**** Given text ****

The first step before starting the technical process is to understand the roles available in this release and that is going to be the main goal of this article. We will show how to take advantage of Microsoft documentation to understand the inter-communication among Skype for Business Server roles, as well certificate, and DNS diagrams and planning tools to help during the planning phase..

Skype for Business Server 2015 roles…

The first stop in our journey is to recap the server roles available in Skype for Business Server, and here is a resume of each one of them.

  • Front End Server
    This role is required on any Skype for Business Server 2015 deployment. It always has a back end component which is an SQL Database that, depending on the design, can be in a cluster or in a separate server. When configured in Enterprise Mode, then a series of Front End Server are grouped together and they create a Front End pool and provide high availability and fault tolerance.
    This role is key for the Skype for Business Server 2015, it is responsible for user authentication and registration, presence information, IM (Instant Messaging) including multiparty IM conferences etc.
    Usually the first Front End will have the CMS (Central Management Server) which is the main database that is replicated to all servers, and it is responsible to keep the configuration of the entire Skype for Business environment consistent on all servers.
  • Edge Server
    If there is need to communicate with external users, and that external user can be an internal user located outside of the company, federated partners, or external users being invited to meeting, then the Edge Server role is a requirement.
    Another requirement for the Edge Server role is the use of mobile devices (including Android, Apple, and Microsoft devices) to use Instant Messaging, presence, conference and Call via Work feature.

****

→ **Stated goal A**:
In the Skype for Business article, condense the paragraph that begins "This role is required on any" into a short bulleted list that keeps its main facts.

**** Records supplied ****

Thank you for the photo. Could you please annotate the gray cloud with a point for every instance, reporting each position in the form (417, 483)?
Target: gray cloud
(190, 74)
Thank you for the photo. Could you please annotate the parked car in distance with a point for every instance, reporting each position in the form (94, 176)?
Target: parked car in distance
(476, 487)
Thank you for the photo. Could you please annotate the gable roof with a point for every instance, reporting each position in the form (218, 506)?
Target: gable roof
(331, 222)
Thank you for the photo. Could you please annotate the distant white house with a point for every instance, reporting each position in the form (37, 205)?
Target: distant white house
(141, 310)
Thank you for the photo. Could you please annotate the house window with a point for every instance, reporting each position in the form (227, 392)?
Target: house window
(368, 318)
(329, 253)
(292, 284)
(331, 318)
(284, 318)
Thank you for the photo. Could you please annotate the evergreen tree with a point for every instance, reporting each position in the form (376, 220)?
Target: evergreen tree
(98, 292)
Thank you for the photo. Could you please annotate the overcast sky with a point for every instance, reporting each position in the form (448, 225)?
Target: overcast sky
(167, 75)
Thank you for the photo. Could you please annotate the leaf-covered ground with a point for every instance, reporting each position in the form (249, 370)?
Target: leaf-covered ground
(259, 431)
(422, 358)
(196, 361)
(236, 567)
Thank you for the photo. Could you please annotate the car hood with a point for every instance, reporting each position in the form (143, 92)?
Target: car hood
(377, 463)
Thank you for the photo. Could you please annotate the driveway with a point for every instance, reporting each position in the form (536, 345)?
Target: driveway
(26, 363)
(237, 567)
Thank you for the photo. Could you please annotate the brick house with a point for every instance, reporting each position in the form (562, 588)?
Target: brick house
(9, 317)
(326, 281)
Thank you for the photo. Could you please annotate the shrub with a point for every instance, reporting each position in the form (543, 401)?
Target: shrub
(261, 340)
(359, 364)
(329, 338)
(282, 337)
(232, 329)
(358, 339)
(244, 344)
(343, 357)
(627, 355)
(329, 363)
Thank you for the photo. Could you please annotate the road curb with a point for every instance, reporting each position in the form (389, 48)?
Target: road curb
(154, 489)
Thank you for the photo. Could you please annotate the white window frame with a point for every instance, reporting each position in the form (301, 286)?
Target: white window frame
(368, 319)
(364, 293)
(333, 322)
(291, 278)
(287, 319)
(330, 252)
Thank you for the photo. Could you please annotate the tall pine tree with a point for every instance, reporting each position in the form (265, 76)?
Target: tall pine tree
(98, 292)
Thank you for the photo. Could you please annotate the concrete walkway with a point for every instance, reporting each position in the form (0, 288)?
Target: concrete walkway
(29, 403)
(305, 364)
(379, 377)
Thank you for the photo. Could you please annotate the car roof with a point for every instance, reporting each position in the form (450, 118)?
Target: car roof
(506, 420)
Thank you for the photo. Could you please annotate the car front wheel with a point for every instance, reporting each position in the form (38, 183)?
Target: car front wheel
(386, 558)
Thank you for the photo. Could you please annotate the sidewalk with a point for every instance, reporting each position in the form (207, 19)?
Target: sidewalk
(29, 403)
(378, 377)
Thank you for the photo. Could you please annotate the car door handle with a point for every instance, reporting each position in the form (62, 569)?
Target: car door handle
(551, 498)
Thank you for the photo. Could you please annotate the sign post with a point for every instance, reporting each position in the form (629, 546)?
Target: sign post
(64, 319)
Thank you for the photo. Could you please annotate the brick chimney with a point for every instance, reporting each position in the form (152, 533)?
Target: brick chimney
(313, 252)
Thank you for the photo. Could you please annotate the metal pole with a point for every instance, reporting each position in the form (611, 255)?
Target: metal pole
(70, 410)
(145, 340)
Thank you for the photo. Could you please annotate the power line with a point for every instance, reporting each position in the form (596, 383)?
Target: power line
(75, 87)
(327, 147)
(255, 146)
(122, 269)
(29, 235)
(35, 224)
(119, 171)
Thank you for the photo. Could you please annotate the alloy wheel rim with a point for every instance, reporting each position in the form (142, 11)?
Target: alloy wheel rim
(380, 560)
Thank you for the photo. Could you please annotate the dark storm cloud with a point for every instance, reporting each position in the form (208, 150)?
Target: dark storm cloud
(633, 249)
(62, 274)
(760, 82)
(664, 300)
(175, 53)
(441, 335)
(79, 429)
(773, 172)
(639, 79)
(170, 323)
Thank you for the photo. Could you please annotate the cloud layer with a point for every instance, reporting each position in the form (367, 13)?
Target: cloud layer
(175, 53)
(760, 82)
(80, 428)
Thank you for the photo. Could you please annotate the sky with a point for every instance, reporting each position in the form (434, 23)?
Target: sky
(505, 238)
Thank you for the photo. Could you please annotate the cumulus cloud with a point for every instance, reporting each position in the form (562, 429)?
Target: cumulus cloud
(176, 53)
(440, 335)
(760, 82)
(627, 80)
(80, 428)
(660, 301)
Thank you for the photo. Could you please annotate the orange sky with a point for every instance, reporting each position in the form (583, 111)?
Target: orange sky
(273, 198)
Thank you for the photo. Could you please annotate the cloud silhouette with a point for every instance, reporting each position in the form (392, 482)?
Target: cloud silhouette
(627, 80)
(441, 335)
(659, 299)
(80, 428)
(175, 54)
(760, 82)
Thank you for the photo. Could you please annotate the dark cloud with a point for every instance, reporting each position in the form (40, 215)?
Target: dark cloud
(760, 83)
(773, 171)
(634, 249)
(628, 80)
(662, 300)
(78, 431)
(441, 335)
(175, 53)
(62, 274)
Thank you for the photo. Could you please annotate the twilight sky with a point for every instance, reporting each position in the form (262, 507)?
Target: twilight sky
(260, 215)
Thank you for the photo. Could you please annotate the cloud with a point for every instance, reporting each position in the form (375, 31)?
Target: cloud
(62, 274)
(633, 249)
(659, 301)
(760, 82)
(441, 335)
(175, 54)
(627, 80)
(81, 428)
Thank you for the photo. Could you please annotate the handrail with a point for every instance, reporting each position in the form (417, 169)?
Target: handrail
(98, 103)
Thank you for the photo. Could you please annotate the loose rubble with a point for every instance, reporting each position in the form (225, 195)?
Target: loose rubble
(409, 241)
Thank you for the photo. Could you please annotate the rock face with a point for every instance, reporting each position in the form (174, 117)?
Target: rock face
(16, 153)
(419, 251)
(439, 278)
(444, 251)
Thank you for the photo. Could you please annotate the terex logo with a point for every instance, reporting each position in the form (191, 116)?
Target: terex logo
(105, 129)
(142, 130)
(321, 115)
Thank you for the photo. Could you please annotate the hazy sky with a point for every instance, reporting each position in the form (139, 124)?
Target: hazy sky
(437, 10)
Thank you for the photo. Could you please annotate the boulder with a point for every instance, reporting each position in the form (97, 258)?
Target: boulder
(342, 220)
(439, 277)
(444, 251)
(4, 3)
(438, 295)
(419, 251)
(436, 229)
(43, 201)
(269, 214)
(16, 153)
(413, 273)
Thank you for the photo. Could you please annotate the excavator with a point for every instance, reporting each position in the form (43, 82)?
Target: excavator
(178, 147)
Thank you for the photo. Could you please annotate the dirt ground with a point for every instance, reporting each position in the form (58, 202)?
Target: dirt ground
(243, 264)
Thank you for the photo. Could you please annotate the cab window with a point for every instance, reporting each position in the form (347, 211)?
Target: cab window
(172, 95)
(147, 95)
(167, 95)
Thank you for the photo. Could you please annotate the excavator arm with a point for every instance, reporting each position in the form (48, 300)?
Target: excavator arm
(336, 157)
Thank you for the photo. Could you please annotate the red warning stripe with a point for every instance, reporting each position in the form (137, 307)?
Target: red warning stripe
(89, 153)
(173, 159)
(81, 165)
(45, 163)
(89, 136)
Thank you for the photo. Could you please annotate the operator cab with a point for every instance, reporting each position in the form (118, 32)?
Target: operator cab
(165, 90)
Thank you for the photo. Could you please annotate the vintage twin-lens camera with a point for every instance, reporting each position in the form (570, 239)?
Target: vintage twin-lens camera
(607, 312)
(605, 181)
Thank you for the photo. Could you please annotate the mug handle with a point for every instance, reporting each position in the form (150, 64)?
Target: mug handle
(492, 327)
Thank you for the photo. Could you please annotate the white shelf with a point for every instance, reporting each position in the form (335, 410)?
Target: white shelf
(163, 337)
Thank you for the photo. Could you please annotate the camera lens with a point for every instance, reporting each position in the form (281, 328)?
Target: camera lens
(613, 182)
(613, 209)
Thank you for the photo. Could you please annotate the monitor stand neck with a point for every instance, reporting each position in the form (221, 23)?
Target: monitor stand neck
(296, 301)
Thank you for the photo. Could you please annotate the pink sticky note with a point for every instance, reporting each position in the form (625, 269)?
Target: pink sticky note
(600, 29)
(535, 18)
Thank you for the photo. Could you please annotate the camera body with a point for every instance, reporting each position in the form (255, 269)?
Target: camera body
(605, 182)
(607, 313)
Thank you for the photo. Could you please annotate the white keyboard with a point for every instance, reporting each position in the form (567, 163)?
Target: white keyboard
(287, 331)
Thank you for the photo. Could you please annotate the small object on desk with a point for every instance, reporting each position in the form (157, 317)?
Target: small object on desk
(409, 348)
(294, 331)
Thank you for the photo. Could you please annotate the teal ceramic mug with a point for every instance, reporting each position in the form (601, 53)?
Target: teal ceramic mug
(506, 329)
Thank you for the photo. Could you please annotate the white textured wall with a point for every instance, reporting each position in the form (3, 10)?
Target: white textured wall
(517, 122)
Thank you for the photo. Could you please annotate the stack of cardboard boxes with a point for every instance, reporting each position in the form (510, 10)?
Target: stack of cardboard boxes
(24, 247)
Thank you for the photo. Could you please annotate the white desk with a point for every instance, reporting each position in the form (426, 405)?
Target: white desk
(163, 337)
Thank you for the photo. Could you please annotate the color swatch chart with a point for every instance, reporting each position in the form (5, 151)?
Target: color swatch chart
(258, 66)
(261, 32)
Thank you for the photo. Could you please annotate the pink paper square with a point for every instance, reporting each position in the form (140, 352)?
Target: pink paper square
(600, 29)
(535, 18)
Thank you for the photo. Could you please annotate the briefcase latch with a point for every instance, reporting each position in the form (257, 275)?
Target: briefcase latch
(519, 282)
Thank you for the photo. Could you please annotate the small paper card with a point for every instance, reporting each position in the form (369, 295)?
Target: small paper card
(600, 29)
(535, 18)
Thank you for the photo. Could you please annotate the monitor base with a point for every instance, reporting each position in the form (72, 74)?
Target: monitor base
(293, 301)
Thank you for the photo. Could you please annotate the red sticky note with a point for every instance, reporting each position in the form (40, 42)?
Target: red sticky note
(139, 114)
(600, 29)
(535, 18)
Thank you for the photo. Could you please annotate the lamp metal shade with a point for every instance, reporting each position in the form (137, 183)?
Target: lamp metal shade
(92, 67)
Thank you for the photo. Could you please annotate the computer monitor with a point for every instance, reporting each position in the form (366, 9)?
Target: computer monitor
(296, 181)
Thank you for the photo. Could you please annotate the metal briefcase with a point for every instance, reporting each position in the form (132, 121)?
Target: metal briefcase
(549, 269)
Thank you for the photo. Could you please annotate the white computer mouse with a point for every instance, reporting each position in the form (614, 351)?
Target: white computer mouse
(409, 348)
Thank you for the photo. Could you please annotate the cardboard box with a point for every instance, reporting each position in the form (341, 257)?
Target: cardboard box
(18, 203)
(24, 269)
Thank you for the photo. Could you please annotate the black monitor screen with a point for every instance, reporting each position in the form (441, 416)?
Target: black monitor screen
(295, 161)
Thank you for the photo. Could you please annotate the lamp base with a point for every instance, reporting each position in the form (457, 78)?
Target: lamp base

****

→ **Stated goal B**:
Pick out and copy every line of the listing that contains the word "face".

→ **Response A**:
- The Front End Server role is required in every Skype for Business Server 2015 deployment.
- It always has a back end component, an SQL Database, which can be in a cluster or on a separate server, depending on the design.
- In Enterprise Mode, several Front End Servers are grouped into a Front End pool, which provides high availability and fault tolerance.

→ **Response B**:
Thank you for the photo. Could you please annotate the rock face with a point for every instance, reporting each position in the form (174, 117)?
Target: rock face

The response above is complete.